Dataset extract —
------------------------------
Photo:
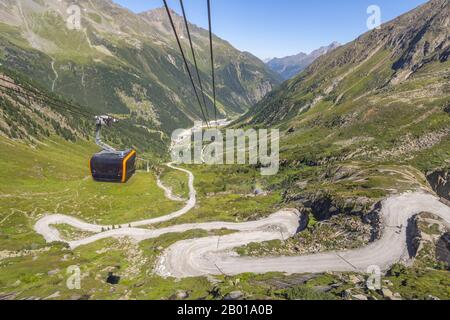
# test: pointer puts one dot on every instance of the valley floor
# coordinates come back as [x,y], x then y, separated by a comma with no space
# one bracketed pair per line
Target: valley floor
[33,268]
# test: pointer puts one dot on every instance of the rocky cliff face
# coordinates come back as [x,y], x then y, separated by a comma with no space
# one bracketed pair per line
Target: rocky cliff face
[289,67]
[440,182]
------------------------------
Exercise — Restate every record exactly, please; do not copy the pictures.

The answer —
Photo:
# test: pointer puts one dot on every instance of the valley floor
# coordinates come back as [x,y], x then y, separated by a comma with no space
# one bracketed pair per line
Target: valley floor
[33,268]
# test: pointer puts one dot on every instance of the rocky cliff face
# coordinates come back as [x,y], x then y, separated by a comma with no space
# one bracketed pair per line
Target: rocky cliff face
[289,67]
[440,182]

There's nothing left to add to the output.